» Task instructions: Rescale the items between the lines holding "wood grain, where" and "x=71, y=171", inclusive. Write out every line again, with each coordinate in the answers multiplied by 2.2 and rounded to a whole number (halves up), and keep all other numbers unchanged.

» Data extract:
::::::::::

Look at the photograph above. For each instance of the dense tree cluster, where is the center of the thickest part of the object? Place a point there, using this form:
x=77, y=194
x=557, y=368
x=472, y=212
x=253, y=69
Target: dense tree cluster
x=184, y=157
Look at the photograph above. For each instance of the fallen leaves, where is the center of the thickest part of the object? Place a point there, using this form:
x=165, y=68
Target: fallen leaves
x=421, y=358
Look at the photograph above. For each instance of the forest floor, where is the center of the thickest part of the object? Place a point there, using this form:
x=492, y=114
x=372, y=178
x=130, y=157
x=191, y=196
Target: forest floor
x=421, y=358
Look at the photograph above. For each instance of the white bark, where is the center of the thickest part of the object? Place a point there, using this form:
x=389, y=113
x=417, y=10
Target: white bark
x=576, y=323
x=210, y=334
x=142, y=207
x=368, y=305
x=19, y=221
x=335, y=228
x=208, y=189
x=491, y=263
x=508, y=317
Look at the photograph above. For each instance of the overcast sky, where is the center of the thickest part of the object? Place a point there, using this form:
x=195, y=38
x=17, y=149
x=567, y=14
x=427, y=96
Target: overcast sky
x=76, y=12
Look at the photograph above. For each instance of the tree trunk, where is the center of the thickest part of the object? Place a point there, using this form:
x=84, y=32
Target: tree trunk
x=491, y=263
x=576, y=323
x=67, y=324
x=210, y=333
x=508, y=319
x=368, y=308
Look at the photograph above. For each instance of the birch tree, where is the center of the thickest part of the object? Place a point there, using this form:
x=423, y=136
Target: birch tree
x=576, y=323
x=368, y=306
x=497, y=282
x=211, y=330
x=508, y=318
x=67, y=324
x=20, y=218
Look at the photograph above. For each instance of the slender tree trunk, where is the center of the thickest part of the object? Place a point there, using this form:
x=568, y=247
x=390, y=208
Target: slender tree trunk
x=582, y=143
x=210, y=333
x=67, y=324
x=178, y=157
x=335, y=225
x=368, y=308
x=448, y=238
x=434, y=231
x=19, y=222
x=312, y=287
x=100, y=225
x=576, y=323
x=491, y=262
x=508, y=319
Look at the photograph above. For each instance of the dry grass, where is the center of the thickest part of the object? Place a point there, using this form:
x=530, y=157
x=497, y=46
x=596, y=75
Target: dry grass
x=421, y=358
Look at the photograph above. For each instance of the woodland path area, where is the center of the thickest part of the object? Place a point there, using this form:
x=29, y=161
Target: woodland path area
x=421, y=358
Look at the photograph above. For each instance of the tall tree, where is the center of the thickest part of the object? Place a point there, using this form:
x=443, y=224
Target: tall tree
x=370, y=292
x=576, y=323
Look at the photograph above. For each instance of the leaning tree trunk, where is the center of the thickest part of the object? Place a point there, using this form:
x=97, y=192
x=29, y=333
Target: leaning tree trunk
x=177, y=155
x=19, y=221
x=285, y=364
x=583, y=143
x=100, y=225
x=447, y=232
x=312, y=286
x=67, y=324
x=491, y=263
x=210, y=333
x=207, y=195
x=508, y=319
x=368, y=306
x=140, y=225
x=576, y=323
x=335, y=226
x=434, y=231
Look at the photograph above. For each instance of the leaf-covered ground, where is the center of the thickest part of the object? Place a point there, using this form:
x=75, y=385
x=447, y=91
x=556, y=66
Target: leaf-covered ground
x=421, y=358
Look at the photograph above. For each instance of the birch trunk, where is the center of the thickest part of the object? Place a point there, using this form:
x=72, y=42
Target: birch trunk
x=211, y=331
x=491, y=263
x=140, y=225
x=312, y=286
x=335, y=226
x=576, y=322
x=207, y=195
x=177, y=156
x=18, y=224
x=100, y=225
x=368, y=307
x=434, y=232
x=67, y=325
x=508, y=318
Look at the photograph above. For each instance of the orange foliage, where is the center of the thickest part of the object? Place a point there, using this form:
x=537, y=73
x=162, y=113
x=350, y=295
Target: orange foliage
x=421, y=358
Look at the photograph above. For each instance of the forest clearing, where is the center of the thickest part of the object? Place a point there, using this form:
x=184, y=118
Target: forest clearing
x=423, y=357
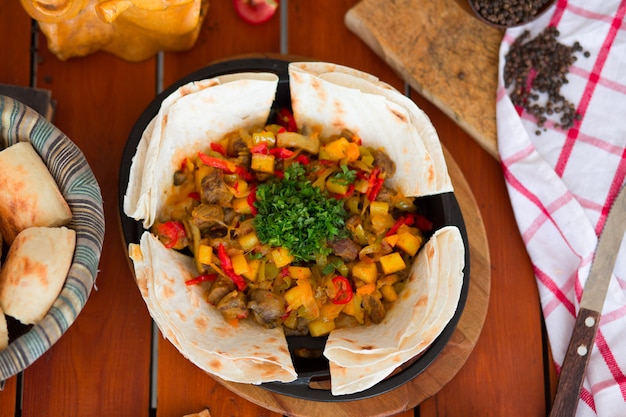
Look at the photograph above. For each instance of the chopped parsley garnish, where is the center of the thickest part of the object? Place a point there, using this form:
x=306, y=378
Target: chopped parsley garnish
x=291, y=212
x=346, y=176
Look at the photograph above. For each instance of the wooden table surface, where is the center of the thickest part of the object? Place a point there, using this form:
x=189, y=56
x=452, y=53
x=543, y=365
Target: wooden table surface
x=102, y=366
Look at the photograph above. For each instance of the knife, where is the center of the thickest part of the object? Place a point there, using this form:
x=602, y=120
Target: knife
x=586, y=325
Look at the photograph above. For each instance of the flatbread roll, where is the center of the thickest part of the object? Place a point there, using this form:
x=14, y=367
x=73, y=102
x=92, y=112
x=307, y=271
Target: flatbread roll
x=4, y=332
x=29, y=196
x=34, y=271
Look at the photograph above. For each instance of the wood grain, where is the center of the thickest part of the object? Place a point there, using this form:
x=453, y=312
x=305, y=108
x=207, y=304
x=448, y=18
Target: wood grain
x=14, y=25
x=98, y=101
x=442, y=51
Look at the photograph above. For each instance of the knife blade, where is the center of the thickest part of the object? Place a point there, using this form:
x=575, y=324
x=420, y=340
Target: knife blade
x=586, y=325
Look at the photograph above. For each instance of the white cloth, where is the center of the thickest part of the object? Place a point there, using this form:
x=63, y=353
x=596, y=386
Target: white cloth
x=562, y=184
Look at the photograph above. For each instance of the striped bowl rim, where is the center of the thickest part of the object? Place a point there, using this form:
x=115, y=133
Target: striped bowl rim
x=71, y=171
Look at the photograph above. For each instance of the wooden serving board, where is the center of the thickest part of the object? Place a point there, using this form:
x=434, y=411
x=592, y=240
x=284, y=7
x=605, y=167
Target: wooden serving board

::::::::::

» Exercise solution:
Look at the photograph above. For each instance of the wood grain, where is the center of the thickest part of the object? Place a point there, using this form:
x=453, y=312
x=305, y=108
x=207, y=304
x=448, y=18
Target: wood grain
x=31, y=55
x=216, y=222
x=972, y=112
Look at the photograph above. For each instance of the knife blade, where is the center of the thickest part of the object? Place a point there, using this form:
x=575, y=324
x=420, y=340
Target: knife blade
x=1289, y=715
Look at the photograph above. For each instance of the white cloth, where is the center of the thickest part of the object? Place a point there, using this form:
x=63, y=353
x=596, y=386
Target: white cloth
x=1236, y=405
Look at the photograph above. For each instance of the striped bowl rim, where is the center of the thickest part of the object? Place a point there, using this form:
x=115, y=133
Target: striped bowl rim
x=156, y=376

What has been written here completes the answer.